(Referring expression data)
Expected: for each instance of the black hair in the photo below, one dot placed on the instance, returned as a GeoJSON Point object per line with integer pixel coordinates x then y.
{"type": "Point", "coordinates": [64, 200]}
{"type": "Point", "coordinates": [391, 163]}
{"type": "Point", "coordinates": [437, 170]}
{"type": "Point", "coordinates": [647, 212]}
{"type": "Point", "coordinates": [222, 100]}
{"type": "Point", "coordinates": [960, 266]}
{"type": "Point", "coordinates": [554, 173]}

*ABOUT THIS EXERCISE*
What you give back must match the records word for word.

*OUTPUT OF THE TASK*
Expected: for each instance of the black hair in the photo below, one dot placed on the instance, returned as a GeoJSON Point object per line with integer pixel coordinates x then y.
{"type": "Point", "coordinates": [64, 200]}
{"type": "Point", "coordinates": [391, 163]}
{"type": "Point", "coordinates": [437, 170]}
{"type": "Point", "coordinates": [647, 212]}
{"type": "Point", "coordinates": [222, 100]}
{"type": "Point", "coordinates": [960, 266]}
{"type": "Point", "coordinates": [554, 173]}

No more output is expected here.